**PROBLEM A:**
In the text about LGBT Mummies, how long have the founders been married?
**PROBLEM B:**
Pick up the text about LGBT Mummies after its final sentence and keep writing in the same voice.

About LGBT Mummies

We are the Founders of LGBT Mummies, and also a married couple of sixteen years, with four children by IUI and IVF. We live in England raising our four miracle children, whilst dedicating our time to running the organisation.

Who we are

Our Mission

Educate

Education is key.  We have met with and presented to the Government, work and train the NHS & organisations alike, to create positive change to support our families better through healthcare, service and general society using our own perusal experiences and expertise through years of training, consultancy and research work. Our goal is for LGBTQ+ people and their families be represented and understood, creating a more safe and inclusive society for us all.

Support

We have created a global community that is a safe haven community for like-minded women and people who are looking to start a family, extend their family or meet other families like theirs. In a safe and positive space they can ask for guidance, make friends, share their journeys, lived experiences, but also talk about the barriers, stigma, and discrimination that they may face on their journeys. We support and celebrate your milestones; your first adoption meeting, your egg retrieval, first scan, final fostering approval meeting, or your birth story- we are hear to listen, provide guidances and support you through the very best and worst of times, to make it as positive an experience as we can

Advocate

We advocate for all those whose voices are seldom heard. Those who feel a lack of support, lack of validation and who feel unsafe in the very systems built to support, protect and care for us. We use our influence to amplify their voices & experiences of our community, to speak on their behalf to get the equity & equality we deserve, equal to that of our heterosexual counterparts. We are here to fight for equity and equality, and usuzalize our families, whilst working towards a safer future for our children.

Our Creation

When we started our journey down our own path to motherhood,  there was no community, or organizations around for people ‘like us’ to support us on our path, so we had to ‘muddle’ through on our own. At times it was disheartening and frustrating, we felt unsupported and isolated, not having others around us who had similar experiences that we could learn from. We often felt unseen, not listened to and frequently discriminated against. We would have to ‘out’ ourselves in many situations, and were often asked difficult questions such as “Who is the real ‘mum’?” and be refused access to our child by healthcare professionals- all of which took their toll on our health and experiences.

**STUDY MATERIAL:**
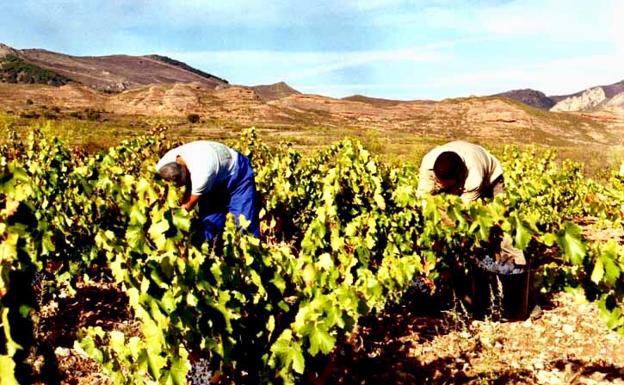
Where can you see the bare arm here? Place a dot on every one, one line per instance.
(189, 201)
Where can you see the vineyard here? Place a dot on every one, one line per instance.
(344, 236)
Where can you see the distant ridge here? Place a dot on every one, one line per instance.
(378, 102)
(530, 97)
(177, 63)
(269, 92)
(114, 73)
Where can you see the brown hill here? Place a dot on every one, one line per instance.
(373, 101)
(110, 73)
(275, 91)
(530, 97)
(491, 118)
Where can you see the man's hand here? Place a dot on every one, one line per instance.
(191, 202)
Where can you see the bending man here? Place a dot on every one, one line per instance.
(215, 177)
(470, 171)
(463, 169)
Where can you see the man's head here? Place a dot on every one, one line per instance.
(175, 172)
(449, 170)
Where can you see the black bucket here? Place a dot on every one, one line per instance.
(506, 295)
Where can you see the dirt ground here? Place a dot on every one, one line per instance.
(563, 342)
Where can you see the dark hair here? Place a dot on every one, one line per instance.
(174, 172)
(449, 165)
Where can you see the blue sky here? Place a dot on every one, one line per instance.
(429, 49)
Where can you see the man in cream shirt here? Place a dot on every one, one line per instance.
(215, 177)
(470, 171)
(463, 169)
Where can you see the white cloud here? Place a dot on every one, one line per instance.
(553, 77)
(289, 66)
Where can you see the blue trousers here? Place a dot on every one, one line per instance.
(236, 195)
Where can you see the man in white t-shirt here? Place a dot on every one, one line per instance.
(215, 177)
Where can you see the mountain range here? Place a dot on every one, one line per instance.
(32, 80)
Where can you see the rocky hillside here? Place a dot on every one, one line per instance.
(589, 99)
(113, 73)
(487, 118)
(274, 91)
(530, 97)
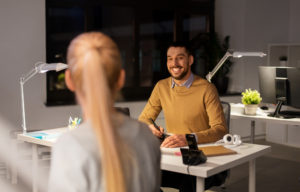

**REPLY A:**
Sixteen years.

**REPLY B:**
Over the past twelve years though, we have been incredibly lucky to have four miracle children by IUI and IVF. But our journey wasn’t always easy- over that time we have navigated no NHS funding, severe PCOS, miscarriage, multiple failed cycles, secondary infertility, multiple failed cycles, birth trauma and trying to conceive during the global pandemic. Coupled in with the barriers & implications that accompany most LGBT+ journeys it has been a tumultuous time, however we know we are incredibly lucky and there are many whose experiences have been even more difficult. We did also experience pockets of some wonderful care, and to those who looked after us, we will always be grateful.

At the beginning, when we started our journey, we had so many questions. What ARE our options? Do we want to carry a child? Who carries? How? How much does it cost? Where can we do it? How do we choose a donor? Where would we find a donor? How long would it take to fall pregnant? What other routes are available? The list was endless.

And throughout our journey we were consistently being contacted by others who wanted to know their options & had those same burning questions we did. We’d be contacted through social media, work, friends of friends even in the Recovery room after having one of our children as to how we created our family. It became such a frequent occurrence to the point it had become so apparent that there was a gap in support.

No safe space

After the birth of our second child, we knew we had to use our lived experience, knowledge and expertise of dealing with multiple organisations over the years, to support others. We wanted to create an organisation that would support people to not go through the things we had been over the years, and create a safe haven for women and people to come together, make friends and meet others ‘just like them’. That was when LGBT MUMMIES (formerly The LGBT Mummies Tribe) was born.

Campaigners for change

We listen to our community, their needs and experiences, and utilise the relationships we have grown over the years to create positive conversations- by getting a seat at tables LGBTQ+ people often haven’t been welcome or able to acquire a seat at.

“The truth is, no one of us can be free, until everybody is free”

— Maya Angelou

What’s next?

We currently have multiple live campaigns, and projects ongoing from research, to filming opportunities to meeting with members of Parliament to support our vision for change.

We know that often we need the support of those who may not understand us, or sadly deny our existence or rights, but through education, positive conversations and building relationships, we will show the world that all LGBTQ+ people and their families deserve the right to live free, exist safely and be happy.

Keep updated with our ongoing campaigns and work via our social media channels, Blog and feeds.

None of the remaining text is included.